** Begin **

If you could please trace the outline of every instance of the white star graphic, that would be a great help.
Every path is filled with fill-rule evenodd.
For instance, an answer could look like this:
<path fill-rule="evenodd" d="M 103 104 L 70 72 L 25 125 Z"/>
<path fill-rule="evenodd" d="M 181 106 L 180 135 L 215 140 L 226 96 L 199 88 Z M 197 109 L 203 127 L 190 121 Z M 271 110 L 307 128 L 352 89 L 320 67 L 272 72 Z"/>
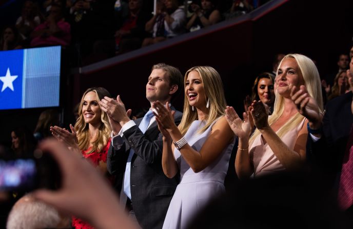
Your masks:
<path fill-rule="evenodd" d="M 5 76 L 0 77 L 0 80 L 4 82 L 4 84 L 3 85 L 3 88 L 1 89 L 1 92 L 3 92 L 4 90 L 6 89 L 6 88 L 9 88 L 12 91 L 13 91 L 13 85 L 12 84 L 12 82 L 13 82 L 13 80 L 16 79 L 18 76 L 17 75 L 11 75 L 11 73 L 10 73 L 10 68 L 8 68 L 7 71 L 6 71 L 6 75 Z"/>

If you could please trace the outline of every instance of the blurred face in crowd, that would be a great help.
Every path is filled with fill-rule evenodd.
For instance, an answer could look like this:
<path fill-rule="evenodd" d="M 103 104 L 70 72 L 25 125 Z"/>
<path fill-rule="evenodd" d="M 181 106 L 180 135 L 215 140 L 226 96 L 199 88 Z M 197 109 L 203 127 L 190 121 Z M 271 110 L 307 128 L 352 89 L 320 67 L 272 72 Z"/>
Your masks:
<path fill-rule="evenodd" d="M 18 149 L 18 147 L 19 147 L 19 140 L 18 139 L 18 137 L 16 136 L 15 132 L 13 131 L 11 132 L 11 138 L 12 138 L 12 142 L 13 148 Z"/>
<path fill-rule="evenodd" d="M 139 10 L 141 8 L 142 0 L 129 0 L 129 9 L 130 10 Z"/>
<path fill-rule="evenodd" d="M 268 78 L 261 78 L 258 83 L 258 94 L 260 100 L 266 104 L 274 101 L 274 90 L 272 80 Z"/>
<path fill-rule="evenodd" d="M 296 59 L 289 57 L 282 61 L 277 71 L 276 82 L 277 92 L 285 98 L 290 96 L 291 86 L 298 88 L 305 84 Z"/>
<path fill-rule="evenodd" d="M 8 41 L 12 41 L 15 39 L 15 34 L 11 28 L 7 28 L 4 31 L 4 39 Z"/>
<path fill-rule="evenodd" d="M 97 97 L 95 92 L 90 91 L 83 98 L 82 115 L 86 123 L 95 125 L 101 122 L 102 110 L 98 103 Z"/>
<path fill-rule="evenodd" d="M 75 3 L 75 7 L 76 9 L 83 9 L 84 4 L 85 4 L 85 1 L 83 0 L 79 0 Z"/>
<path fill-rule="evenodd" d="M 168 9 L 176 9 L 178 6 L 176 0 L 166 0 L 165 5 L 166 8 Z"/>
<path fill-rule="evenodd" d="M 349 59 L 348 55 L 342 54 L 340 56 L 340 59 L 337 62 L 337 65 L 342 69 L 347 69 L 349 64 Z"/>
<path fill-rule="evenodd" d="M 31 1 L 26 1 L 22 8 L 22 14 L 25 16 L 29 16 L 33 10 L 33 3 Z"/>
<path fill-rule="evenodd" d="M 153 69 L 146 86 L 146 97 L 150 102 L 167 100 L 170 96 L 170 86 L 167 72 L 163 69 Z"/>
<path fill-rule="evenodd" d="M 49 11 L 49 16 L 53 18 L 55 21 L 61 18 L 61 9 L 56 6 L 52 6 Z"/>
<path fill-rule="evenodd" d="M 345 85 L 347 85 L 348 83 L 348 77 L 347 77 L 347 73 L 346 72 L 342 72 L 340 76 L 338 77 L 338 79 L 337 80 L 337 84 L 338 86 L 341 87 L 343 84 Z"/>
<path fill-rule="evenodd" d="M 210 1 L 201 0 L 201 6 L 202 9 L 207 11 L 213 9 L 214 6 Z"/>
<path fill-rule="evenodd" d="M 185 82 L 185 96 L 190 106 L 198 108 L 206 107 L 206 96 L 201 76 L 196 71 L 189 73 Z"/>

** End **

> _WHAT YOU ARE ASKED TO DO_: Swap "blurred face" for "masked face" in the lines starting at the one containing "crowd, that would be a great help." and ending at the one containing "268 78 L 261". Return only those lines, with everything else unchanged.

> _REPLY TO THE TASK_:
If you could please trace the outline of every instance of the masked face in crowd, that would be a great help.
Every path is filled with fill-rule evenodd.
For instance, an answer could look like this:
<path fill-rule="evenodd" d="M 103 104 L 70 72 L 25 125 Z"/>
<path fill-rule="evenodd" d="M 181 106 L 180 135 L 215 140 L 226 96 L 199 88 Z M 197 109 L 203 127 L 190 121 Z M 271 110 L 307 128 L 352 89 L 320 67 L 272 72 Z"/>
Your masks:
<path fill-rule="evenodd" d="M 18 149 L 18 147 L 19 147 L 19 140 L 18 139 L 18 137 L 16 136 L 15 132 L 13 131 L 11 132 L 11 138 L 12 138 L 12 142 L 13 148 Z"/>
<path fill-rule="evenodd" d="M 139 10 L 141 8 L 142 0 L 129 0 L 129 9 L 130 10 Z"/>
<path fill-rule="evenodd" d="M 268 78 L 261 78 L 258 83 L 258 94 L 260 100 L 266 104 L 274 101 L 274 90 L 272 80 Z"/>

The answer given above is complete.